____ RECORDS TO USE
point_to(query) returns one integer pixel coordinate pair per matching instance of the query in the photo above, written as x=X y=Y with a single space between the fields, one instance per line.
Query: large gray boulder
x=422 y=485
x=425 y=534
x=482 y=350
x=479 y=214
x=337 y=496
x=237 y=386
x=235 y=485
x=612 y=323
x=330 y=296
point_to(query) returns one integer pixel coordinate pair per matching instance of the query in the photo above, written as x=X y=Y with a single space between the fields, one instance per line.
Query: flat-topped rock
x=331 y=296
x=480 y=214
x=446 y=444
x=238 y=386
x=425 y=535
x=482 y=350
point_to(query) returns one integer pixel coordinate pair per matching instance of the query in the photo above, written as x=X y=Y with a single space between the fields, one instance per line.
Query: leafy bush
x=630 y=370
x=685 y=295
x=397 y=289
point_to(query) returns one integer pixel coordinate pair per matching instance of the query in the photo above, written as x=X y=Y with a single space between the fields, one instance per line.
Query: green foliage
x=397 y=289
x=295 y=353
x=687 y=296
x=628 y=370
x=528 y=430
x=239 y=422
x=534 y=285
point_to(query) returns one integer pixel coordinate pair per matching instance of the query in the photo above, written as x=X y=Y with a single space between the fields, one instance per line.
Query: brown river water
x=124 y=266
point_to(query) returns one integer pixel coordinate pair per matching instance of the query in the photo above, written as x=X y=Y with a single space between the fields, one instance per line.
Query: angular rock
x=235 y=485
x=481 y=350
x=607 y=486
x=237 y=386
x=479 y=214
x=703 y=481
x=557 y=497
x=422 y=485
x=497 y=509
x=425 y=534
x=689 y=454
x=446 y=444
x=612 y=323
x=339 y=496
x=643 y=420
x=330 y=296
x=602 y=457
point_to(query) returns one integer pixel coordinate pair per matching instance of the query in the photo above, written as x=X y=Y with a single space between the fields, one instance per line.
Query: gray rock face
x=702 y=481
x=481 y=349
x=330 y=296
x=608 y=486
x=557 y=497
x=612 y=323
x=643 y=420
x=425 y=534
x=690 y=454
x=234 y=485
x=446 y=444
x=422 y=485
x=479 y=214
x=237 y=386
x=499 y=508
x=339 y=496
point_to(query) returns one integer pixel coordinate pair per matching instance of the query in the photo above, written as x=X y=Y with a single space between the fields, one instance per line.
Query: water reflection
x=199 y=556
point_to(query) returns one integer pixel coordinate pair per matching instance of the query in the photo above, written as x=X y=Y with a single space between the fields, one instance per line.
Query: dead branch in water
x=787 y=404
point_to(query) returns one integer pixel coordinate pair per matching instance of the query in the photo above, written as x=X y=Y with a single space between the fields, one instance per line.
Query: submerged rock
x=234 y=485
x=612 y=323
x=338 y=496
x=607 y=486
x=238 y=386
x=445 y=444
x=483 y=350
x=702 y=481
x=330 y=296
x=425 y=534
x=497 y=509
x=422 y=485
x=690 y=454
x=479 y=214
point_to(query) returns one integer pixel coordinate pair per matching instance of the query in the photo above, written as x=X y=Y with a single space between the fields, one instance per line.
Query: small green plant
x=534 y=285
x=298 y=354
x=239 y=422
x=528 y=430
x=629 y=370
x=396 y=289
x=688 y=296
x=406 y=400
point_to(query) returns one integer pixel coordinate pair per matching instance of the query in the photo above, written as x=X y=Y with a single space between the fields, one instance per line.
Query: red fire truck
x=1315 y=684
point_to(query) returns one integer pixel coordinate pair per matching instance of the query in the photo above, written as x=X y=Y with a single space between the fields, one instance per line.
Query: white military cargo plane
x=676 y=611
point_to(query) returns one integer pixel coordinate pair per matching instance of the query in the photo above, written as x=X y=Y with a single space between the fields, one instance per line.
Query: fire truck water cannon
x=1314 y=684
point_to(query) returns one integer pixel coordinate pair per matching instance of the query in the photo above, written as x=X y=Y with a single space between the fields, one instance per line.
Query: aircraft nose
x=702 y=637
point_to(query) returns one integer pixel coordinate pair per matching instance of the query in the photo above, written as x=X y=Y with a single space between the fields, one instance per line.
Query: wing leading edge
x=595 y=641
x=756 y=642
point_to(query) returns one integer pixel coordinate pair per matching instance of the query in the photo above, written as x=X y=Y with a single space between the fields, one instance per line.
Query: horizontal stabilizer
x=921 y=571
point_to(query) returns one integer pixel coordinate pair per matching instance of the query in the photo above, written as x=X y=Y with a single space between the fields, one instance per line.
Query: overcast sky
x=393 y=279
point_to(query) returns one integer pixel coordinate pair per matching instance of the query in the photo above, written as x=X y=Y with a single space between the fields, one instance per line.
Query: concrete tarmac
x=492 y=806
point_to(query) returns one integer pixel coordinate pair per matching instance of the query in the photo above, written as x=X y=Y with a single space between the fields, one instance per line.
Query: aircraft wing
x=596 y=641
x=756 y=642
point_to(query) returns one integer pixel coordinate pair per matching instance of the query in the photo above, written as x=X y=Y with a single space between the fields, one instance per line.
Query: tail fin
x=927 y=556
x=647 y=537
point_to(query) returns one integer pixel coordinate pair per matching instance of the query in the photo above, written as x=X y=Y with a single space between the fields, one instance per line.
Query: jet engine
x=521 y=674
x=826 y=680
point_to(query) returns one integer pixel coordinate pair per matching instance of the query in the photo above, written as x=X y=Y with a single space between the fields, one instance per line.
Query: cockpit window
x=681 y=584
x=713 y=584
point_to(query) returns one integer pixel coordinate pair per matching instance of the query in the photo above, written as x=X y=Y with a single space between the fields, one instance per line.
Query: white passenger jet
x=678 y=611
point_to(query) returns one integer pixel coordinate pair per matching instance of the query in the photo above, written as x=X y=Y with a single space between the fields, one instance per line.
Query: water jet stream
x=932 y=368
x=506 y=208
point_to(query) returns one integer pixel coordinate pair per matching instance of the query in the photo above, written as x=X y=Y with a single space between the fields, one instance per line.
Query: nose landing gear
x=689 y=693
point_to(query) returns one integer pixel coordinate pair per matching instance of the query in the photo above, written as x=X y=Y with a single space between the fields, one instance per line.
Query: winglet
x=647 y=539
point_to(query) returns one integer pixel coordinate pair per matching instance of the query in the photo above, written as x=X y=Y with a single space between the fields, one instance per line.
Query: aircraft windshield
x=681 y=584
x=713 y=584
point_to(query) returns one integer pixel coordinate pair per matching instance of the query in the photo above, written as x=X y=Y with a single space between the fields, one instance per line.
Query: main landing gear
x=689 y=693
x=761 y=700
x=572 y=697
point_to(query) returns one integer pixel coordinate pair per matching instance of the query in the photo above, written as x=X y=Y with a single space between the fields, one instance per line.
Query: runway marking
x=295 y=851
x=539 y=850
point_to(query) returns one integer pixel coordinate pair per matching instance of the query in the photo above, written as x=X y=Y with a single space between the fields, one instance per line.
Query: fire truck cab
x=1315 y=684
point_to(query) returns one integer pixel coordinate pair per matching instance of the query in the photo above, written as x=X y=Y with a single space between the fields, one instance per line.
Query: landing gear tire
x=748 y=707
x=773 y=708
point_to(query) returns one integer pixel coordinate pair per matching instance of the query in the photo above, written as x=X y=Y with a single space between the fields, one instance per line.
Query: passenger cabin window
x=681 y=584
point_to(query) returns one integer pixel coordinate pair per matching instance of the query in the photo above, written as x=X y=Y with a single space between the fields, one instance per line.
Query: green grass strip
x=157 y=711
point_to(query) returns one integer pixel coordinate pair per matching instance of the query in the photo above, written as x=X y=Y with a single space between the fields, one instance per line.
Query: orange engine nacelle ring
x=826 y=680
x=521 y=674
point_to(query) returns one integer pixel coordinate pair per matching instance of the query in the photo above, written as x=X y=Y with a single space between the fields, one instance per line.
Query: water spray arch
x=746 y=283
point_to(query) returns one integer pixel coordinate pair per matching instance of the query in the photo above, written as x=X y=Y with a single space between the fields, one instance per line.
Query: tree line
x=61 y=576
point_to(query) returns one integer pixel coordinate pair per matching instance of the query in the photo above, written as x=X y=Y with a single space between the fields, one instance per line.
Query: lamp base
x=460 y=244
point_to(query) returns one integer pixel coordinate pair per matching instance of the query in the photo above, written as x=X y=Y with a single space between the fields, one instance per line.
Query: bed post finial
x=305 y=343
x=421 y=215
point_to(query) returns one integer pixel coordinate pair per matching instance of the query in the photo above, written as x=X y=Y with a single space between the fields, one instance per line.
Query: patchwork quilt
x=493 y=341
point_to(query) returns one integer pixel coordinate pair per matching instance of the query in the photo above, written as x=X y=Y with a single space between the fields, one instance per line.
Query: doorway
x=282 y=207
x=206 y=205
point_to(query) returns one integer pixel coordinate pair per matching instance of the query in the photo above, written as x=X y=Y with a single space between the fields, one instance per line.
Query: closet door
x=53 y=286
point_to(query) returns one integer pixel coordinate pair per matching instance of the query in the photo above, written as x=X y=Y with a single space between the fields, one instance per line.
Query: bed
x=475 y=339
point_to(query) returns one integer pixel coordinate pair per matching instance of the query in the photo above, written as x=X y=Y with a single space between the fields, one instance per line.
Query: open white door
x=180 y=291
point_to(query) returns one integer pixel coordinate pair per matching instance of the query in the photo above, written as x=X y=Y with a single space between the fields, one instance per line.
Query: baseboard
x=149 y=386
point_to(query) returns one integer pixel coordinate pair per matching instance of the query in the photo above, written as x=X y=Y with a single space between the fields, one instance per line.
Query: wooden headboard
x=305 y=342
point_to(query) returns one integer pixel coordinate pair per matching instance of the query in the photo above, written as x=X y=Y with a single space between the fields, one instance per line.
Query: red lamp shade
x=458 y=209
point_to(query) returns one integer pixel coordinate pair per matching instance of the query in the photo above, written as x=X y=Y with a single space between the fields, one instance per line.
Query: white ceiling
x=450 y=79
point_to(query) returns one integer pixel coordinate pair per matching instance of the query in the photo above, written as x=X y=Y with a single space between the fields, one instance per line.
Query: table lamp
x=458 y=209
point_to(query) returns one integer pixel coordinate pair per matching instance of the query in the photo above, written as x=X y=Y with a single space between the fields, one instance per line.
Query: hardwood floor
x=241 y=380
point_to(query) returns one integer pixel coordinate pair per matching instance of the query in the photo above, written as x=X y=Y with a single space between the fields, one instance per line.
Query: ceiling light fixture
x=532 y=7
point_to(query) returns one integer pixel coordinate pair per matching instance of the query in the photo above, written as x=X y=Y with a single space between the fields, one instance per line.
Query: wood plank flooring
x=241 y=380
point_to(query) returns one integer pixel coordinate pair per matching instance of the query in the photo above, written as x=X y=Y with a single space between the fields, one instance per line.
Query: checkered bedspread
________
**TASK TO COMPLETE**
Return everything from the start of the items above down to the line containing "x=602 y=457", copying each line as it appears. Include that final line.

**RESULT OF THIS EXERCISE**
point_to(query) returns one integer pixel coordinate pair per matching instance of the query in the photo above, written as x=X y=Y with a single space between the fields, one instance per line.
Query: large gray boulder
x=422 y=485
x=425 y=534
x=482 y=350
x=479 y=214
x=337 y=496
x=237 y=386
x=235 y=485
x=612 y=323
x=330 y=296
point_to(query) returns one integer pixel coordinate pair per matching instance of the query in the photo above, written as x=X y=Y with a single space between the fields, one instance per line.
Query: flat-topped rock
x=331 y=296
x=480 y=214
x=446 y=444
x=238 y=386
x=425 y=535
x=482 y=350
point_to(query) returns one integer pixel coordinate pair per matching instance of the query in the photo above, written as x=X y=Y with a single space between the fields, one instance per line.
Query: leafy bush
x=630 y=370
x=685 y=295
x=397 y=289
point_to(query) returns one integer pixel coordinate pair per matching instance of the query in the photo above, written as x=X y=Y with a single space between the fields, one instance per line.
Query: green foliage
x=397 y=289
x=295 y=353
x=687 y=296
x=628 y=370
x=528 y=430
x=239 y=422
x=534 y=285
point_to(query) returns one integer pixel coordinate pair per matching instance of the query in the photo above, written as x=X y=Y with a single space between the fields, one instance per line.
Query: brown river water
x=124 y=266
point_to(query) returns one integer pixel coordinate pair per matching instance of the query in the photo above, written as x=X y=Y with a single space between the fields, one instance per line.
Query: angular rock
x=235 y=485
x=481 y=350
x=607 y=486
x=237 y=386
x=479 y=214
x=703 y=481
x=557 y=497
x=422 y=485
x=497 y=509
x=425 y=534
x=689 y=454
x=446 y=444
x=612 y=323
x=339 y=496
x=643 y=420
x=330 y=296
x=602 y=457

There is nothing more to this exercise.